_Text provided:_
In Switzerland, as in Germany, low track students are the natural pool of dual VET students (e.g., Hupka-Brunner et al. 2010), as they are usually not admitted to academic upper secondary education. As mentioned, success in dual VET is expected to be more dependent on students’ contextualised learning ability, a domain on which the lower secondary school system provides no information. The question is therefore: does a tracking system based on absolute advantage in abstract learning de facto also sorts students on the basis of their contextualised learning ability? To answer this question and organise our empirical analysis, we first discuss a simple theoretical model on the process of tracking reflecting closely what can be observed in Geneva, our case study. The main insight from the model is that the relative track effect on outcomes in dual VET depends on the effects generated by the mismatch of students to lower secondary school tracks. In terms of outcomes in dual VET, and given that the comparative advantage of students are unobservable, the efficiency of lower secondary school tracking can thus only be measured empirically. We use administrative data for 12 cohorts in the Canton of Geneva. Over a time span of 3 years after the end of compulsory education, we examine two different outcome variables related to dual VET, both measuring the accumulation of vocational human capital. We consider: the pure accumulation of years of dual training and the accumulation of years of dual training within a given occupation.

As in most Swiss Cantons, within school tracking in Geneva starts at the lower secondary level at the age of 12 and is based on primary school grades (SKBF 2014), including standardised test results in maths and in the local language, French. Lower secondary school track and grades will heavily condition the set of upper secondary choices; high track students have more options open to them than their low track counterparts.1 The only (relative) exception is admission to a dual VET program, which, in principle and as mentioned, is only conditioned on students finding a contract with a training firm. Upper secondary education revolves around three broad types: academic education in baccalaureate schools, lower level general education in specific schools and vocational education and training.2 VET programs can be either dual or entirely school-based. The difference between Geneva and other Swiss Cantons resides mainly in the proportions of students in each type of education, much more than in the structure of the system. As touched upon, the proportion of students in baccalaureate schools is the highest in the country, while the proportion of VET students is the lowest (SKBF 2014).

_Records:_

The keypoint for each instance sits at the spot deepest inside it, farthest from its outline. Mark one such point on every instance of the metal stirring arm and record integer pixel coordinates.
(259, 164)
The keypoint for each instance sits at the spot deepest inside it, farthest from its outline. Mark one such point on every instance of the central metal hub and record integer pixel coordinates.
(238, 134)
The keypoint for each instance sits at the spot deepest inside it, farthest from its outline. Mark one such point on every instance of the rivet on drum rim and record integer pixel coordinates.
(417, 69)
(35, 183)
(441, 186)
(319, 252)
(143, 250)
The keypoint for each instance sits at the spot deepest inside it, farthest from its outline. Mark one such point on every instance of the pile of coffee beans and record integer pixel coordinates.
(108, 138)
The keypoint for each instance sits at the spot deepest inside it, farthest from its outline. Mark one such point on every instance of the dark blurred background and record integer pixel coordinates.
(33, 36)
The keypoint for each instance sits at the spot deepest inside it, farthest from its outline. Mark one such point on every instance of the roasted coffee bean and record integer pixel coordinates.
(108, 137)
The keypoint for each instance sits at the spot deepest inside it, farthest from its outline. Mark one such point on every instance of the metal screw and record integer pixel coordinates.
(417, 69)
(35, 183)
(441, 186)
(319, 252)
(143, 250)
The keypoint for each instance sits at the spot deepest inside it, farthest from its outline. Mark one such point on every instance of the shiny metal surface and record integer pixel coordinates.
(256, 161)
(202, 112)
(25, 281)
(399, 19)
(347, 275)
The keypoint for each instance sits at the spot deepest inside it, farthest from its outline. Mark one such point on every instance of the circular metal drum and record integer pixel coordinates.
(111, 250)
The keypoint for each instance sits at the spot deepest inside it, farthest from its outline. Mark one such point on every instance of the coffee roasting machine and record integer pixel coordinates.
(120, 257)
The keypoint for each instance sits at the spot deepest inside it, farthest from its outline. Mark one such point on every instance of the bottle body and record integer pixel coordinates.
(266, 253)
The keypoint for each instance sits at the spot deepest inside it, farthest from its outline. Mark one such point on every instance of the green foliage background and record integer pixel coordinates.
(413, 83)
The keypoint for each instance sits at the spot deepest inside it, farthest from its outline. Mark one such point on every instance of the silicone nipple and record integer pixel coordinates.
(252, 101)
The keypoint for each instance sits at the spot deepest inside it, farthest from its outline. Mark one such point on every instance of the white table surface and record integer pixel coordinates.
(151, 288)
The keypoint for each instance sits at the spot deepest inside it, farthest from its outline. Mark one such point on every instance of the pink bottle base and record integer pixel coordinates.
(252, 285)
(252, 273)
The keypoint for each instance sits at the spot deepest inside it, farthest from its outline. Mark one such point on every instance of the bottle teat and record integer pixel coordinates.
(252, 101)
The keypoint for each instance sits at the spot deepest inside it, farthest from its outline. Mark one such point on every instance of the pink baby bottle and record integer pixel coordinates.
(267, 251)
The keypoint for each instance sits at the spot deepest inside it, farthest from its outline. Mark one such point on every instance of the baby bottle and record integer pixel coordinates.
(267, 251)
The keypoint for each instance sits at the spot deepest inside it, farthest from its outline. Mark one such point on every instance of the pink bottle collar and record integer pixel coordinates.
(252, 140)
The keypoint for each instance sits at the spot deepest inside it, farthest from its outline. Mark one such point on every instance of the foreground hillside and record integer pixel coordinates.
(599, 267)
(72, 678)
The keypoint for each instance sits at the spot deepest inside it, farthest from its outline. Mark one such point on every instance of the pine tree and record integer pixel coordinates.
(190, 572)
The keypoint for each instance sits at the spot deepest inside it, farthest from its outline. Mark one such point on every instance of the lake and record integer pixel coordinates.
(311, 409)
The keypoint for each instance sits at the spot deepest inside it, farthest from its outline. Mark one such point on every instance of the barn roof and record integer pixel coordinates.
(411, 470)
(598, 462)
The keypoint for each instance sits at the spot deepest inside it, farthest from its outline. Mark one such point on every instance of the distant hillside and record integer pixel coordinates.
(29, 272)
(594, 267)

_Exercise task A:_
Answer these questions from the passage on school tracking in Geneva:
(i) For how many cohorts does the study use administrative data?
(ii) At what age does within-school tracking begin in Geneva?
(iii) Which type of upper secondary education has the highest proportion of students in Geneva compared with the rest of the country?
_Exercise task B:_
Show every row that contains the word "coffee". Case counts.
The rows are unrelated to the text.

_Right answer A:_
(i) 12 cohorts
(ii) 12
(iii) Baccalaureate schools

_Right answer B:_
The keypoint for each instance sits at the spot deepest inside it, farthest from its outline. Mark one such point on every instance of the pile of coffee beans and record integer pixel coordinates.
The keypoint for each instance sits at the spot deepest inside it, farthest from its outline. Mark one such point on every instance of the roasted coffee bean and record integer pixel coordinates.
The keypoint for each instance sits at the spot deepest inside it, farthest from its outline. Mark one such point on every instance of the coffee roasting machine and record integer pixel coordinates.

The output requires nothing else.